■ Required tasks
1 – In the workshop forum thread below, what temperatures does the poster expect for tomorrow and the day after?
2 – The workshop forum thread below suggests a self-contained, sealable electronics bench instead of a separate room or partitioned area. Using the thread's own reasoning, explain why.
3 – Please write the next post in the workshop forum thread below, following on from its last message.

■ Selected passage
^^^^^^^^

Good luck tomorrow, I'm sure it will all go very smoothly (pun almost intended)!

Ah ok, I will just trim it down to the bottom of the visible slab after the fact then. Early start at 8 tommorow... I hope the extremely high temperatures (30 tommorow, 37 the next) don't speed up the drying too much.
 
Do I use the poker just on the thickened edges or over as much as the slab as I can?
 
I would consider having your electronic bench as a self-contained sealable bench, something like a fume cupboard - could even be an old fume cupboard, rather than a separate room or partitioned-off area. With a deep electronics bench you could have storage drawers/shelves at the back, simple ply or MDF would make the sides and top and carry the electric plugs for the station, and some storage space my be left on top.

Then in a couple of years when you decide it's in the wrong place, it's easier to move than a room!

^^^^^^^^

■ Dataset excerpts
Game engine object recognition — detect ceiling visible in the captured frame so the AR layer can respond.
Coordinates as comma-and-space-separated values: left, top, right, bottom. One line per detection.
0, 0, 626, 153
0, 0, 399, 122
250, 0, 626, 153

^^^^^^^^

■ Outputs
1 – 30 tomorrow and 37 the next day.

2 – If the bench turns out to be in the wrong place a couple of years later, it is easier to move than a room.

3 –
Keith
 
This is my planned 'schedule' for tomorrow:
1) Pour concrete and move to fairly even
2) Use poker to compact concrete in trenches
3) Use wooden board to screed concrete
4) Use float to push larger rocks below surface
5) [after I can step on concrete leaving 1/4in impression] float concrete with weight on two boards

I can't believe this but I managed to forget to buy an edging trowel! Is that much of an issue?
Thanks
 
Also forgot about electrical supply...
Done now sketchily - I imagine this will collapse in and I may have to manually place it in the concrete.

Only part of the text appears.